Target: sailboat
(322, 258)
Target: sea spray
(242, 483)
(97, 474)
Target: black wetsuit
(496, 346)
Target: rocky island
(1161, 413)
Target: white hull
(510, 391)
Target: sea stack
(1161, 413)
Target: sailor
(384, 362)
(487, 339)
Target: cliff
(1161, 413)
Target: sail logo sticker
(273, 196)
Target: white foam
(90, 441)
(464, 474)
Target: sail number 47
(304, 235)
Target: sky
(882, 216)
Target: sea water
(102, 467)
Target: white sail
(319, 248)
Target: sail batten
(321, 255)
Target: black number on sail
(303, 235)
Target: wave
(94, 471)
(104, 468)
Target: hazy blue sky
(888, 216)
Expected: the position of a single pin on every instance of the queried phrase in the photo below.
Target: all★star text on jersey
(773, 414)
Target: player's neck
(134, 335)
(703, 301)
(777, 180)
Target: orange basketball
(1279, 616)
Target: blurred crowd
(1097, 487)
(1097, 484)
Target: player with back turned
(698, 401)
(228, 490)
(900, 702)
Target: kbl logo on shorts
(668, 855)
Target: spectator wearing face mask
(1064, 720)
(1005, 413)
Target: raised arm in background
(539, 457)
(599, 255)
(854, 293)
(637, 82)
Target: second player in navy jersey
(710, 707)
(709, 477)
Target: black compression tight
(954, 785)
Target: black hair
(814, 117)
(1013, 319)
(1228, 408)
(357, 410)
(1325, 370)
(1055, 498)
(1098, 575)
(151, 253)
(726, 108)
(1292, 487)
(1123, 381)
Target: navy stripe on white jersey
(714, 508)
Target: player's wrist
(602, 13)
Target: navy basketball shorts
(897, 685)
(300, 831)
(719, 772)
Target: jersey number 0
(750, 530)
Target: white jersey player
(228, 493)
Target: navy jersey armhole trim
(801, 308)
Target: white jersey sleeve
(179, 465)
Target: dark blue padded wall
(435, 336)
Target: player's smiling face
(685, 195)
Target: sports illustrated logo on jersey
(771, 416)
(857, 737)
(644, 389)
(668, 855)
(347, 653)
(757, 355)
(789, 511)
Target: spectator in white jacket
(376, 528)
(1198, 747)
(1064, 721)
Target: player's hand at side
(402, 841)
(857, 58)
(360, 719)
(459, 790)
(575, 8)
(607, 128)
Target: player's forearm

════════

*What is needed*:
Please rewrite the data above as a JSON list of strings, with one string for each line and any blank lines left out.

*Exercise response*:
[
  "Target: sailboat",
  "(322, 258)",
  "Target: sea spray",
  "(242, 483)",
  "(97, 474)",
  "Target: black wetsuit",
  "(496, 346)",
  "Target: rocky island",
  "(1161, 413)",
  "Target: white hull",
  "(510, 391)",
  "Target: sea stack",
  "(1161, 413)",
  "Target: sailor",
  "(384, 362)",
  "(487, 339)",
  "Target: cliff",
  "(1161, 413)",
  "Target: sail logo sticker",
  "(273, 196)",
  "Target: white foam",
  "(90, 441)",
  "(464, 474)",
  "Target: sail number 47",
  "(304, 235)",
  "Target: sky",
  "(882, 216)",
  "Target: sea water",
  "(102, 467)",
  "Target: white sail",
  "(319, 248)",
  "Target: sail batten",
  "(321, 255)",
  "Target: black number on sail",
  "(303, 235)",
  "Target: wave",
  "(94, 471)",
  "(104, 468)",
  "Target: hazy blue sky",
  "(888, 216)",
  "Expected: the position of a single pin on every instance of the queried phrase in the photo below.",
  "Target: all★star text on jersey",
  "(773, 414)",
  "Target: player's neck",
  "(134, 335)",
  "(703, 301)",
  "(777, 180)",
  "Target: orange basketball",
  "(1279, 616)",
  "Target: blurred crowd",
  "(1097, 487)",
  "(1097, 484)",
  "Target: player with back turned",
  "(698, 401)",
  "(228, 490)",
  "(900, 702)",
  "Target: kbl logo on shorts",
  "(668, 855)",
  "Target: spectator wearing face mask",
  "(1064, 720)",
  "(1005, 413)",
  "Target: raised arm in background",
  "(539, 457)",
  "(599, 255)",
  "(854, 293)",
  "(637, 82)",
  "Target: second player in navy jersey",
  "(710, 707)",
  "(709, 477)",
  "Target: black compression tight",
  "(954, 785)",
  "Target: black hair",
  "(814, 117)",
  "(1013, 319)",
  "(1228, 408)",
  "(357, 410)",
  "(1325, 370)",
  "(1055, 498)",
  "(1098, 575)",
  "(151, 253)",
  "(726, 108)",
  "(1292, 487)",
  "(1123, 381)",
  "Target: navy stripe on white jersey",
  "(714, 508)",
  "Target: player's wrist",
  "(602, 13)",
  "Target: navy basketball shorts",
  "(897, 685)",
  "(300, 831)",
  "(719, 772)",
  "Target: jersey number 0",
  "(750, 530)",
  "Target: white jersey player",
  "(228, 493)",
  "Target: navy jersey armhole trim",
  "(801, 308)",
  "Target: white jersey sleeve",
  "(179, 465)",
  "Target: dark blue padded wall",
  "(435, 336)",
  "Target: player's smiling face",
  "(685, 195)",
  "Target: sports illustrated logo on jersey",
  "(771, 416)",
  "(857, 737)",
  "(644, 389)",
  "(668, 855)",
  "(347, 653)",
  "(757, 355)",
  "(789, 511)",
  "Target: spectator in white jacket",
  "(376, 528)",
  "(1198, 747)",
  "(1064, 721)",
  "Target: player's hand at side",
  "(402, 841)",
  "(857, 58)",
  "(360, 719)",
  "(459, 790)",
  "(575, 8)",
  "(607, 128)",
  "Target: player's forearm"
]